THE PROBLEM: Which lines in the records below contain the word "frame"? Pull out each of those lines in full.

# START OF INPUT DATA

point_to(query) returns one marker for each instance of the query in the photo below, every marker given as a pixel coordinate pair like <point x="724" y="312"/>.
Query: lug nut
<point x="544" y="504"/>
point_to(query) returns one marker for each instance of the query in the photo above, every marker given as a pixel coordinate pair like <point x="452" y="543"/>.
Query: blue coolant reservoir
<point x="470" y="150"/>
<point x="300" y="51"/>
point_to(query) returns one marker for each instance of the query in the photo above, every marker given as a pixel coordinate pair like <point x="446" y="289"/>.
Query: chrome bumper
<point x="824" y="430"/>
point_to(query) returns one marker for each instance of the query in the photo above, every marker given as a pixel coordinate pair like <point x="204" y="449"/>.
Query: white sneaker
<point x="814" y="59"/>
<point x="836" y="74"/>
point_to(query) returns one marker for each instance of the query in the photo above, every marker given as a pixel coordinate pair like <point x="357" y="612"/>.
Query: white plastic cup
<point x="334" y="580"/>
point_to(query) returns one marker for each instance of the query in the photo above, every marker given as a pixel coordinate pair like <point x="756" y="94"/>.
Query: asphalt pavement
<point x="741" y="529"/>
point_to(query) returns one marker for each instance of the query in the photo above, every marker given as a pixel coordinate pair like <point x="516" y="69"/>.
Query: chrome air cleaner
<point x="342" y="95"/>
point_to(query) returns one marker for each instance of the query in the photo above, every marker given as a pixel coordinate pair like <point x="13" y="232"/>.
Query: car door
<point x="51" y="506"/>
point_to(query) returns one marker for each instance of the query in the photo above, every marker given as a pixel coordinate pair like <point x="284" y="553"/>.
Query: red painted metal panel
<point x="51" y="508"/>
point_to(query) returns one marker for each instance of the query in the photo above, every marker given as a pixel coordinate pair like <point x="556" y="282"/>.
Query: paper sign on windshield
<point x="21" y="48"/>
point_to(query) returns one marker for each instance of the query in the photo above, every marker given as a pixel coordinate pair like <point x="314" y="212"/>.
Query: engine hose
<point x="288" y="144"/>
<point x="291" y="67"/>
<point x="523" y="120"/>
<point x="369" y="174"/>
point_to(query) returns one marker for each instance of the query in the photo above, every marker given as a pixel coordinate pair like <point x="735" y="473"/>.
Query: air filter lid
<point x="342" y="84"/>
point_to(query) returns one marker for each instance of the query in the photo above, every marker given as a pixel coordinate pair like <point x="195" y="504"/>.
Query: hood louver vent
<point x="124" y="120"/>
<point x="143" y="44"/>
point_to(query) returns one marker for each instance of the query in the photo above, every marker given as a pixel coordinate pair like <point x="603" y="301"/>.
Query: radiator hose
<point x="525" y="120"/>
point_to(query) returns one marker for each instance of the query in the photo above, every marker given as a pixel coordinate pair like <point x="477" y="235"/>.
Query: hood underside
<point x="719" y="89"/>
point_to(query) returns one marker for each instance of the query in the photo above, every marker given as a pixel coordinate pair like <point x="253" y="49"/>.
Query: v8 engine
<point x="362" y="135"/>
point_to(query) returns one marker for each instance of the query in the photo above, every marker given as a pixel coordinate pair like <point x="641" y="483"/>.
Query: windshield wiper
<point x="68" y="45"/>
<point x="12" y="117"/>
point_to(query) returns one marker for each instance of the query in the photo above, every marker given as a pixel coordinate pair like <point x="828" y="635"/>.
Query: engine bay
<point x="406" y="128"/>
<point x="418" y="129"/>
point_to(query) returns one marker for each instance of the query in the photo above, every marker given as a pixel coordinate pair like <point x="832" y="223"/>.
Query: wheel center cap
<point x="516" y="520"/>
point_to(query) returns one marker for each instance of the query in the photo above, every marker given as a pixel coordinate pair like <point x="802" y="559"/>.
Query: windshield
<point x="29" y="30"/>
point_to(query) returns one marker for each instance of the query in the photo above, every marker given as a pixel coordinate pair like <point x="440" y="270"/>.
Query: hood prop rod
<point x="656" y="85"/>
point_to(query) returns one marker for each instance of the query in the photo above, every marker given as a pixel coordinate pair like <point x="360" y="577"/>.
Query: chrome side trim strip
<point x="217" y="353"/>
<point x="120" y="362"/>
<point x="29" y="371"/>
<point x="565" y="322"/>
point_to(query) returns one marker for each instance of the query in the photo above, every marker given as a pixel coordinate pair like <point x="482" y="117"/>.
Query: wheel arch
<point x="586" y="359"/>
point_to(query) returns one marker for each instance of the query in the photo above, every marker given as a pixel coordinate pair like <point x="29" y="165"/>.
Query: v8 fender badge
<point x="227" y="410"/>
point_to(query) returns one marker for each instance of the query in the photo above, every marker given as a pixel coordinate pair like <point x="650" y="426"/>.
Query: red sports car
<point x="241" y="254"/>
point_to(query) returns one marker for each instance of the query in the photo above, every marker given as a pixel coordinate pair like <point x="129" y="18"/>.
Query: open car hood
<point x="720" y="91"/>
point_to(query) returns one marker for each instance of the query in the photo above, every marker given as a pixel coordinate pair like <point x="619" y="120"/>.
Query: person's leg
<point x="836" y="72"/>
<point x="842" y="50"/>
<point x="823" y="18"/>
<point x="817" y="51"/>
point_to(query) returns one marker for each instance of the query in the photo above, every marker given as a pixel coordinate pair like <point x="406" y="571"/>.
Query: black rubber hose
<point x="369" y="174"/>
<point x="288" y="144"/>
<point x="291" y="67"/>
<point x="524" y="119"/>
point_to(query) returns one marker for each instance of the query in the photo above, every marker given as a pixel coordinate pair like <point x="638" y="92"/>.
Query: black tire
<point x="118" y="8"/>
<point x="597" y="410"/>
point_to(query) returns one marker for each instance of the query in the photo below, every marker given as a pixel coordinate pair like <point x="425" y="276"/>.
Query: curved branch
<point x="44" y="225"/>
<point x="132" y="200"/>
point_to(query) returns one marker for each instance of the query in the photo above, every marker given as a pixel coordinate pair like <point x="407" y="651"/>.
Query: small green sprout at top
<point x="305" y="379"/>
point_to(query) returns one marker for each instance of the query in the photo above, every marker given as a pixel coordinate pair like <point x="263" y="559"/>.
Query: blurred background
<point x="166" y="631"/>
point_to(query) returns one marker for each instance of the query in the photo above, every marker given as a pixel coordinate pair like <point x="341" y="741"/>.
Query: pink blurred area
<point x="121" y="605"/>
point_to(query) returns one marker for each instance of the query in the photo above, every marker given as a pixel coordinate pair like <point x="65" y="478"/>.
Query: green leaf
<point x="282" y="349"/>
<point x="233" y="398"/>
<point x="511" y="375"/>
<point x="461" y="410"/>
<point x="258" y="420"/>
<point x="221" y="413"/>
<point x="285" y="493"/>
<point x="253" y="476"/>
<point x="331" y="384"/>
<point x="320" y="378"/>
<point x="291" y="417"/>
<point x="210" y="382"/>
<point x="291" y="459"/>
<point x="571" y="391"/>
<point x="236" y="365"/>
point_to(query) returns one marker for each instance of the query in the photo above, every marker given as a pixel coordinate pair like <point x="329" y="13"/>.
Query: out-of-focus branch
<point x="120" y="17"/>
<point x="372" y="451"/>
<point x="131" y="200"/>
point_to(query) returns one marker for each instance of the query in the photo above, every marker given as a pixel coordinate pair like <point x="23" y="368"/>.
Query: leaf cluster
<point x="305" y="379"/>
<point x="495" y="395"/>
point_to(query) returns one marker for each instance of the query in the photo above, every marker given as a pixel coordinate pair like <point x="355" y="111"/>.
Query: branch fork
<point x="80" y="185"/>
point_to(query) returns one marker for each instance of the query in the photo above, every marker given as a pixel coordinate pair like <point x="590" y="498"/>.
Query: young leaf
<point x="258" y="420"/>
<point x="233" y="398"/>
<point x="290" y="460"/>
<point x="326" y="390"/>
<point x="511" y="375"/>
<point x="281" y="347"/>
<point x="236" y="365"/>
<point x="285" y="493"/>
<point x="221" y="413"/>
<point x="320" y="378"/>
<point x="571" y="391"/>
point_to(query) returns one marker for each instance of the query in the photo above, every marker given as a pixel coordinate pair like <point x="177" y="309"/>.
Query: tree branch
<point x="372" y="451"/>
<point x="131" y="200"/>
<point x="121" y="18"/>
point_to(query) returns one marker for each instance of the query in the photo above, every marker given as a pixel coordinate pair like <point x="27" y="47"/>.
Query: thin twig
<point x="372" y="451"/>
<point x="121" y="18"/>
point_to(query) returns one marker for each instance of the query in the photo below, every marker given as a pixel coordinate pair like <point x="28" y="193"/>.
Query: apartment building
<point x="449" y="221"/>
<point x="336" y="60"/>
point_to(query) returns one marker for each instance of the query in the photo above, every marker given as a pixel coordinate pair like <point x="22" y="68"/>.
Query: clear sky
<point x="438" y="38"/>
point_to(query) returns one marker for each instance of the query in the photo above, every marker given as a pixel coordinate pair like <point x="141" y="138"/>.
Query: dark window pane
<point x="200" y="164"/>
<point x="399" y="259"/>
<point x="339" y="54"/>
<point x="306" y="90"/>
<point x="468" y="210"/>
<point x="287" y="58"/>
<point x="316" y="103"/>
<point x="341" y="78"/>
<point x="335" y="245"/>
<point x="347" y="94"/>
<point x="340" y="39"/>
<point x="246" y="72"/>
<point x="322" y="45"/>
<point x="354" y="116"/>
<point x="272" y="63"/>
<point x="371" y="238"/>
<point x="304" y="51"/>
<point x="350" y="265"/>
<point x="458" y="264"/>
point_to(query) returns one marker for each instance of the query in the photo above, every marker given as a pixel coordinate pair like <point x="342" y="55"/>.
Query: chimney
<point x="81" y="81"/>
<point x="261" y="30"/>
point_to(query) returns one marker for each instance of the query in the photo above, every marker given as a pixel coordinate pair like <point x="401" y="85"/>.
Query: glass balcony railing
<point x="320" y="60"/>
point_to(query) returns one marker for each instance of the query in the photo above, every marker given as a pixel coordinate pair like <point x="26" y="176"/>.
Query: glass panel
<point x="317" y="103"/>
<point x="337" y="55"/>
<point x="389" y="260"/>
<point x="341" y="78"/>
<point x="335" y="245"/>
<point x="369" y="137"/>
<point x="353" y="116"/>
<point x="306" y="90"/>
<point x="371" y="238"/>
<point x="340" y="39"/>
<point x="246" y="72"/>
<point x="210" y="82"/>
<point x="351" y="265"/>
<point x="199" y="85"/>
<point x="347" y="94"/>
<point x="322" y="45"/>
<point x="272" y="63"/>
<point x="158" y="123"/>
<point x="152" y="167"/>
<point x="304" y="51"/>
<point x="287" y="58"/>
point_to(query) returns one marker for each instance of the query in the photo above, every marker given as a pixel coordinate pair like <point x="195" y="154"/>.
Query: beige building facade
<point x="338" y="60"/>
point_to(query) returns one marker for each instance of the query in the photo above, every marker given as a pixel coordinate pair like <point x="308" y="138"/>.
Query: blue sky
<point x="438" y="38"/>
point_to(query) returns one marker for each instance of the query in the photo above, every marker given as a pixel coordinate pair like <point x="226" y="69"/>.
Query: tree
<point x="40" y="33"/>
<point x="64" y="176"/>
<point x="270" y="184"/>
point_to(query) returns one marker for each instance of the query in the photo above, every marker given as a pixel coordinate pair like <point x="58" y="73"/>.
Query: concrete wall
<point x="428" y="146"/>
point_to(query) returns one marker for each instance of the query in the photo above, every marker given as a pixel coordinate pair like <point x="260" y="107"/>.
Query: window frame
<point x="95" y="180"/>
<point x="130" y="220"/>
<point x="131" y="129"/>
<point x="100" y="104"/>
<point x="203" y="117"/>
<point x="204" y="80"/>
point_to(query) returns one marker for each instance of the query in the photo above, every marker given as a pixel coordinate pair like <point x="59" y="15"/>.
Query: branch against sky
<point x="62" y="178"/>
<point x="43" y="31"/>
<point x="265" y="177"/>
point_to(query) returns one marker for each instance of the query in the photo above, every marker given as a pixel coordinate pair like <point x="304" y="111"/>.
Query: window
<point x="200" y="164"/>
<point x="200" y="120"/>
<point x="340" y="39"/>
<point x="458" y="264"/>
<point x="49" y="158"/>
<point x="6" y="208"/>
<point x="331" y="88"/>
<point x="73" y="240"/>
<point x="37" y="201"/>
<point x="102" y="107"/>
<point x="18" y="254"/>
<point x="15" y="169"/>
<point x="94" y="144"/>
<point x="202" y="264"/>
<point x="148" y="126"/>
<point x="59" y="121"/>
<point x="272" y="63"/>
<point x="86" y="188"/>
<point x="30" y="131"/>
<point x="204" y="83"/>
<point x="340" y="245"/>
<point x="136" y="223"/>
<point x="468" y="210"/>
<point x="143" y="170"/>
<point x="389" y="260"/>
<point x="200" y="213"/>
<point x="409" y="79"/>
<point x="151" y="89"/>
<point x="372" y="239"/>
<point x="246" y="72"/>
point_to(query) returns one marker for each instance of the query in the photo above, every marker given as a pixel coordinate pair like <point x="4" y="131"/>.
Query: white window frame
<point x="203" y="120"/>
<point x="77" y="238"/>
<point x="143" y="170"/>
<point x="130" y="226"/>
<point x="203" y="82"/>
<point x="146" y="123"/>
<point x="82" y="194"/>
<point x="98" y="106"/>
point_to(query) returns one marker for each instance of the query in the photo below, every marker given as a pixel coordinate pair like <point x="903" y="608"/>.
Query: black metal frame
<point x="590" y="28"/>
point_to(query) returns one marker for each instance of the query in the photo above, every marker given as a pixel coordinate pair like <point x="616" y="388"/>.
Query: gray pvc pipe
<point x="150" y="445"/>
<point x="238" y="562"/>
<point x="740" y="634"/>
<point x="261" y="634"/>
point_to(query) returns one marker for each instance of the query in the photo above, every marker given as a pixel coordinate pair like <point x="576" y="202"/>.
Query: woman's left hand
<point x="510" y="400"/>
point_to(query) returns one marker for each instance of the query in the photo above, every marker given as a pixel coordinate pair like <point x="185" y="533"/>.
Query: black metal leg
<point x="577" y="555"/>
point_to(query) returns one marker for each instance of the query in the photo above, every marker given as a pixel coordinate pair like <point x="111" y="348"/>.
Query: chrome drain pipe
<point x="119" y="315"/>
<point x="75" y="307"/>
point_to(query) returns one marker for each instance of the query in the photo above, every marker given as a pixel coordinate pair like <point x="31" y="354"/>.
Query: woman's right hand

# END OF INPUT DATA

FINISHED ANSWER:
Query: window frame
Query: white window frame
Query: black metal frame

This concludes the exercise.